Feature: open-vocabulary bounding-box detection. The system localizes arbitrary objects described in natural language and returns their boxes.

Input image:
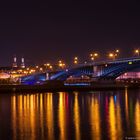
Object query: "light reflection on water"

[0,89,140,140]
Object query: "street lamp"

[108,53,115,60]
[135,49,140,56]
[90,53,99,61]
[73,56,78,64]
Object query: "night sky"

[0,0,140,66]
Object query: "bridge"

[21,57,140,84]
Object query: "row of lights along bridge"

[10,49,140,74]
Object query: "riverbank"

[0,82,140,93]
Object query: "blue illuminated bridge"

[21,57,140,84]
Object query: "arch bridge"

[21,58,140,83]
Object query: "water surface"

[0,89,140,140]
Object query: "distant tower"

[21,57,25,68]
[13,56,17,68]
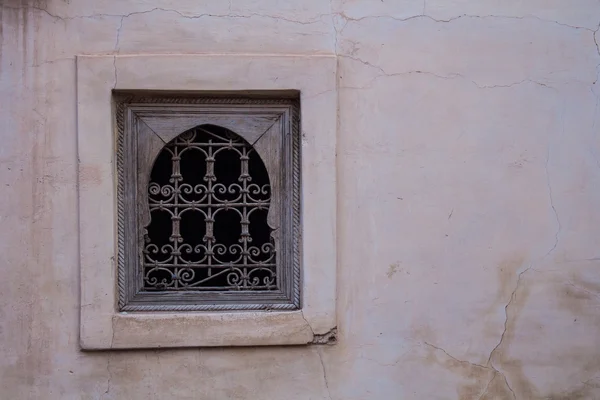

────────

> [PROBLEM DETAILS] Rewrite every line of the records above as a numbered list, skipping blank lines and leaving out the pictures.

> [EXERCISE RESPONSE]
1. Feature: open-vocabulary bounding-box detection. The system localizes arbitrary objects described in natural language and returns their boxes.
2. Input image:
3. Object query: "light reflection on water"
4. [0,89,140,140]
5. Object query: "street lamp"
6. [108,53,115,60]
7. [135,49,140,56]
8. [90,53,99,61]
9. [73,56,78,64]
10. Object query: "night sky"
11. [0,0,140,66]
12. Object query: "bridge"
13. [21,57,140,84]
14. Object query: "row of lights along bridge"
15. [10,49,140,74]
16. Object query: "riverbank"
17. [0,82,140,93]
18. Object query: "blue illuminated bridge"
19. [21,57,140,84]
20. Object query: "arch bridge"
21. [21,58,140,83]
22. Object query: "water surface"
23. [0,89,140,140]
24. Object query: "distant tower"
25. [21,57,25,68]
26. [13,56,17,68]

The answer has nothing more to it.